Exercise goal
Please extract every line in the listing below that contains the word "grassy". Case counts, so match only that exact capitalization.

*** Record list ***

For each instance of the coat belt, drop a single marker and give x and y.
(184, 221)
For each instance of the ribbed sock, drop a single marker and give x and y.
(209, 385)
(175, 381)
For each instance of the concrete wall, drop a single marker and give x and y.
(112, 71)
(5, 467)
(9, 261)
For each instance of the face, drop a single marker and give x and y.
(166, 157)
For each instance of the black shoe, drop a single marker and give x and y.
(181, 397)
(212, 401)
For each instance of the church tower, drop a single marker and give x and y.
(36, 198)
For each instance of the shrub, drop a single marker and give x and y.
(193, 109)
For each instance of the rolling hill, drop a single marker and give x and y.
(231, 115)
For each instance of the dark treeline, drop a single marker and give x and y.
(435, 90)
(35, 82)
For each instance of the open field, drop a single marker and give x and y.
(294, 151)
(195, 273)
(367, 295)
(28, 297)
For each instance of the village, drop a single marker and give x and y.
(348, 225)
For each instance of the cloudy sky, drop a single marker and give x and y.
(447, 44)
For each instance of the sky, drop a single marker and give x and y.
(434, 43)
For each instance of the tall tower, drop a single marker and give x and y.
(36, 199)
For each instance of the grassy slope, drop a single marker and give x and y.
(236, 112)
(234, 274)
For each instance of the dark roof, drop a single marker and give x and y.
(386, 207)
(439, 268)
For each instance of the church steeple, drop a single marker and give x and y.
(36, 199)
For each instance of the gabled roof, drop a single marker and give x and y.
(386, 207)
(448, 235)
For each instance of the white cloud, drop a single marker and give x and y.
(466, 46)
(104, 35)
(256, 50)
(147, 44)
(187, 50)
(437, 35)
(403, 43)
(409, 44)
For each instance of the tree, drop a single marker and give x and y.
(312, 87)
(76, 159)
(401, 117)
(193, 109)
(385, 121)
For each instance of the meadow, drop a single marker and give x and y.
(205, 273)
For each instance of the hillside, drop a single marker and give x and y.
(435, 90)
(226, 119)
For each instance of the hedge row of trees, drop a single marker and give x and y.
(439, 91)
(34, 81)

***
*** Record list ***

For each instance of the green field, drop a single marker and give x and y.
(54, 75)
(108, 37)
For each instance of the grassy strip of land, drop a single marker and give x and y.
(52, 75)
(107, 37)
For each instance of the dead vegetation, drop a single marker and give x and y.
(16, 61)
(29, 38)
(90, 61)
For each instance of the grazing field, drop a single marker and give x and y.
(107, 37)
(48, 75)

***
*** Record list ***

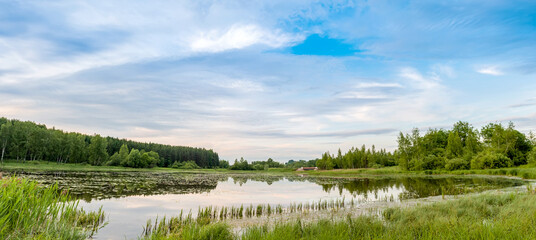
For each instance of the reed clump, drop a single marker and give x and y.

***

Task answer
For each instance of the grassy slope, drop a single marker and give x and y.
For each instance of the grassy strip of land, drop a single marker and give x and y.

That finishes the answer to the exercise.